──────── Working data ────────
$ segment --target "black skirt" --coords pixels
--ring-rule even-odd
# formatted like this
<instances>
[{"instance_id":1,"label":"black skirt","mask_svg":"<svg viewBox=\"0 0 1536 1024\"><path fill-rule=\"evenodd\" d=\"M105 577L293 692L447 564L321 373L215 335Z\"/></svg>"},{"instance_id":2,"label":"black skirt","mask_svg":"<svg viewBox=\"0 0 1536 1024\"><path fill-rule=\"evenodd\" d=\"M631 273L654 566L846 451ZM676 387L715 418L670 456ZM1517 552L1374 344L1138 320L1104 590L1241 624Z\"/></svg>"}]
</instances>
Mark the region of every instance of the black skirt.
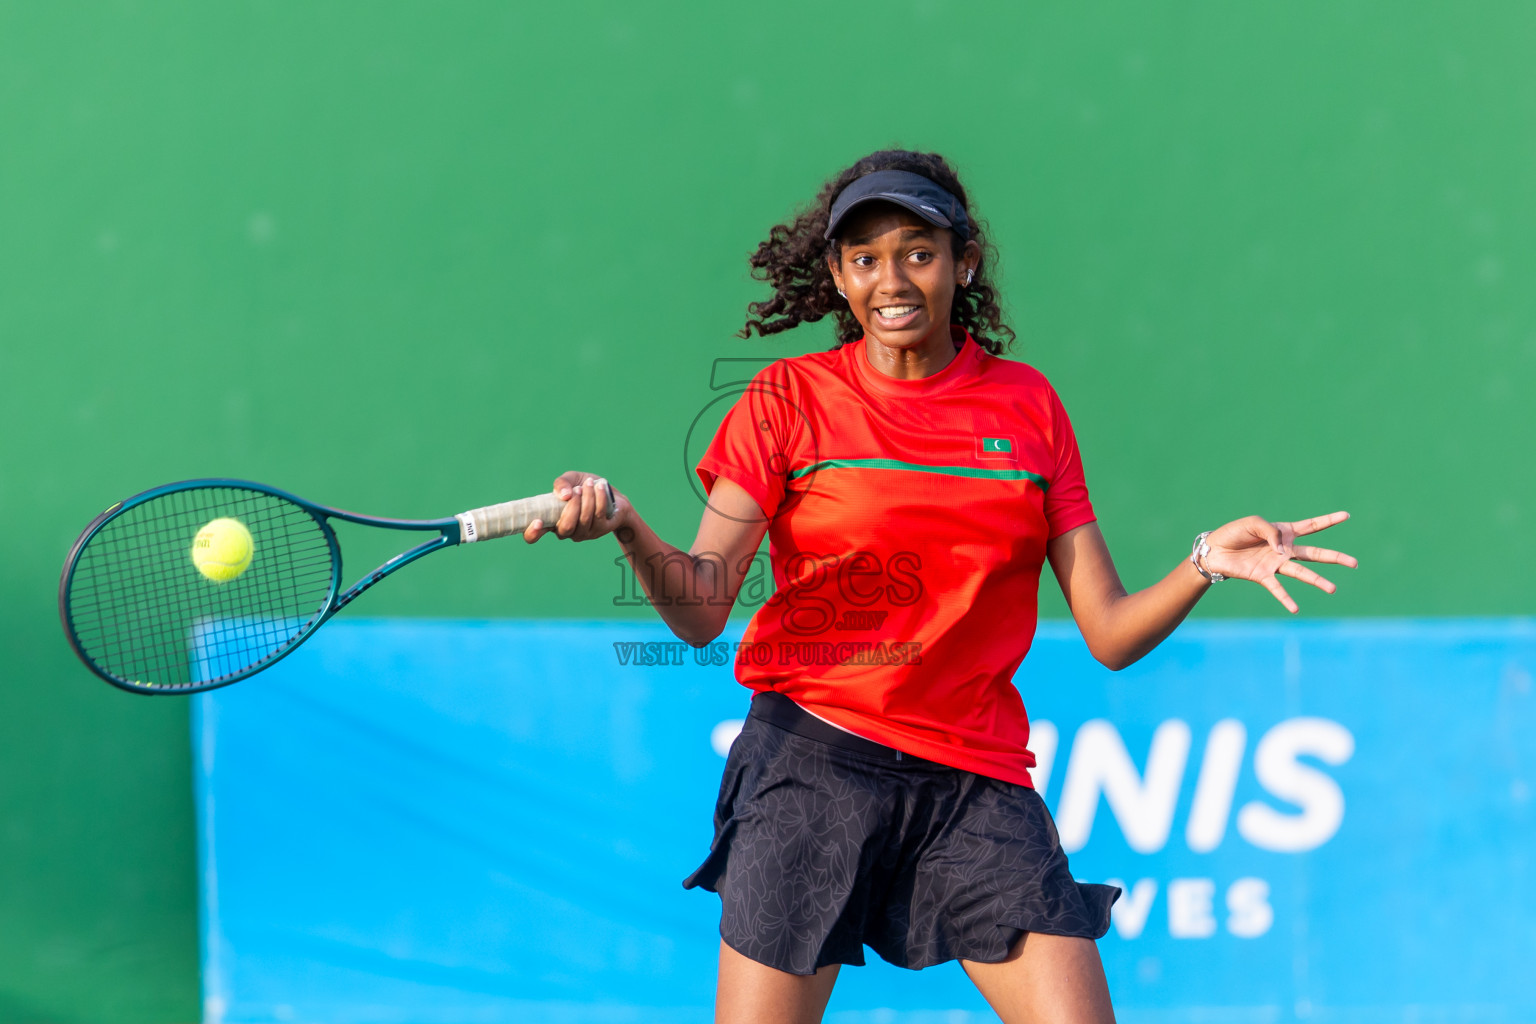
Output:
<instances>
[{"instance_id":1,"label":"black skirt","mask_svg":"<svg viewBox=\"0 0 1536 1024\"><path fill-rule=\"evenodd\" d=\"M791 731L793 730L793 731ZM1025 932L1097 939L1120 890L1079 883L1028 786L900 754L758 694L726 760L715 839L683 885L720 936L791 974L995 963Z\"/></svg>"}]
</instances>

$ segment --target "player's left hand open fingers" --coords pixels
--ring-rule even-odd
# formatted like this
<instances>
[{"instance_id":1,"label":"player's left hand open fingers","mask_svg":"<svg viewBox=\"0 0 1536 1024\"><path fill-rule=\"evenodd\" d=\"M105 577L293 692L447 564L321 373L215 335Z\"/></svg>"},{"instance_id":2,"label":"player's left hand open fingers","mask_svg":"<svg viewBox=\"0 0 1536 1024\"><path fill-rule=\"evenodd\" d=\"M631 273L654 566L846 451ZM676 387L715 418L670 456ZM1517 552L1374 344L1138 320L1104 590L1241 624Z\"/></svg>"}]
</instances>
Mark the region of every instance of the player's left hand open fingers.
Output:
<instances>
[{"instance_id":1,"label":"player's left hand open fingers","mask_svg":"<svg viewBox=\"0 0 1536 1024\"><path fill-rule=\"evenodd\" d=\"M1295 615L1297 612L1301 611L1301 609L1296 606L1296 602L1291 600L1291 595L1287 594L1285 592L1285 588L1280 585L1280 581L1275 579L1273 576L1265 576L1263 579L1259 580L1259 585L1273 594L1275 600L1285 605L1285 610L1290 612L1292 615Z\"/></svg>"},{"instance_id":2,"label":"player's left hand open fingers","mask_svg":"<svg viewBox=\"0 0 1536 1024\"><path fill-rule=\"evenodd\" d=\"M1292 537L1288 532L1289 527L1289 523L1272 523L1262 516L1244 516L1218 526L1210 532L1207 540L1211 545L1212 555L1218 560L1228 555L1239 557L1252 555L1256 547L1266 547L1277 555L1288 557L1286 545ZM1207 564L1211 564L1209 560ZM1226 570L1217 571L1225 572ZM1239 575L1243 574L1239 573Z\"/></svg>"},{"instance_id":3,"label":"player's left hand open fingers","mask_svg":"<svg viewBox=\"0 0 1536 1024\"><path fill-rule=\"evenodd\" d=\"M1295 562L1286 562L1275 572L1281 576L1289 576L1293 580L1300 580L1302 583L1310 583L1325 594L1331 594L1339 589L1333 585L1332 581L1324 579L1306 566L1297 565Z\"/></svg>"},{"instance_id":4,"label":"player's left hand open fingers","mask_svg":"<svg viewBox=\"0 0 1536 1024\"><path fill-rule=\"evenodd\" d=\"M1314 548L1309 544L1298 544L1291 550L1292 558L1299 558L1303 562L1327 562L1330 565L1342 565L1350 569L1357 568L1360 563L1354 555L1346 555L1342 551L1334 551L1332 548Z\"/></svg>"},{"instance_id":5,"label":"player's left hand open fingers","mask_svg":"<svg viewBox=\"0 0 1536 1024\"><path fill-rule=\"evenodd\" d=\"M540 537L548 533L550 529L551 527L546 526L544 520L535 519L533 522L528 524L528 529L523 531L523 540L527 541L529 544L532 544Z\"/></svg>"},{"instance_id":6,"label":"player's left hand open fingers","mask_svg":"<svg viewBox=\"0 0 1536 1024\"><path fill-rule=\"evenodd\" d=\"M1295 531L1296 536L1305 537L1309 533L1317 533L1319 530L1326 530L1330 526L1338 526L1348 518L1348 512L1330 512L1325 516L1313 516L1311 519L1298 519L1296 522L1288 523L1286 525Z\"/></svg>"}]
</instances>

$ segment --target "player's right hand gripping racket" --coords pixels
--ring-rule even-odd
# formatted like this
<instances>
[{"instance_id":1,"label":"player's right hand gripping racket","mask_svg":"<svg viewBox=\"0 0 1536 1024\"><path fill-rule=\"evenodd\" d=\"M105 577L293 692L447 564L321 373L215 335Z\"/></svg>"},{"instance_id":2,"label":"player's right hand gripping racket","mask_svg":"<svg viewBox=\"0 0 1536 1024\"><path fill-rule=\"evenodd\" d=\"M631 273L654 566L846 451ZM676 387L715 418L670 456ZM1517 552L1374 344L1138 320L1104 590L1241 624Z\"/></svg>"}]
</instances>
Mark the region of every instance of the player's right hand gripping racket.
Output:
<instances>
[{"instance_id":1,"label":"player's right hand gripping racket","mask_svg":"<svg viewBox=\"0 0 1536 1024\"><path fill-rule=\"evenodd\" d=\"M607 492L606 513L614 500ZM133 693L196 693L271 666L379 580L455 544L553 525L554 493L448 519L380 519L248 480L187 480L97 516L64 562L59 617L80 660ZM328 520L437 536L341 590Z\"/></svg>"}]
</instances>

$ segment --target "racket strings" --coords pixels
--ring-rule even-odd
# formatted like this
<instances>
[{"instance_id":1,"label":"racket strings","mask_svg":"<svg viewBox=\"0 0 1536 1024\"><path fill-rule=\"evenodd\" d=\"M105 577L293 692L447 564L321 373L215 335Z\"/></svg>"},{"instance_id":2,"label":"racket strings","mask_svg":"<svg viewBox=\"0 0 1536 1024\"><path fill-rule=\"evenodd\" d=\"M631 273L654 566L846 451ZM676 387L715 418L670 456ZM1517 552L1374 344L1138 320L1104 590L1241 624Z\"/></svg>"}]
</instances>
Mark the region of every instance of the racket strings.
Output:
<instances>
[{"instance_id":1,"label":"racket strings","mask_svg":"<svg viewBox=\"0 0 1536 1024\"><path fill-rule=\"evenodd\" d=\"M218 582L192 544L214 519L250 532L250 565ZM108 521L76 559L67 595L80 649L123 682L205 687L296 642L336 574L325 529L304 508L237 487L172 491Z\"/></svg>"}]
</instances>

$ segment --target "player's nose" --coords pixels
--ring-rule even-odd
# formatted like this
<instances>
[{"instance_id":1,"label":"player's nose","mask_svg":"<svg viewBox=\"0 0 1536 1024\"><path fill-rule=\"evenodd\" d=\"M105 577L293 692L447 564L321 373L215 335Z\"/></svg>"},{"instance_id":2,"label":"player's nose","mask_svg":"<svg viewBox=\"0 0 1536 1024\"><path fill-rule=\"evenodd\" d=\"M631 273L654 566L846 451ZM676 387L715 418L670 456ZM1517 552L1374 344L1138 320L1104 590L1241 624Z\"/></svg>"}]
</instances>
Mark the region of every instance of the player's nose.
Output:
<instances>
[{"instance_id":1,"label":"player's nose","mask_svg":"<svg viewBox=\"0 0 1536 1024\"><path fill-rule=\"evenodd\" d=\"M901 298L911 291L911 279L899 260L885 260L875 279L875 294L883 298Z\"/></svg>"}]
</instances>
────────
• Assignment: The answer must consist of every line from the entries above that contains the string "target".

• Solved problem:
$ segment --target "black skirt" --coords pixels
$ segment --target "player's left hand open fingers" --coords pixels
$ segment --target "player's right hand gripping racket" --coords pixels
$ segment --target "racket strings" --coords pixels
$ segment --target "player's nose" --coords pixels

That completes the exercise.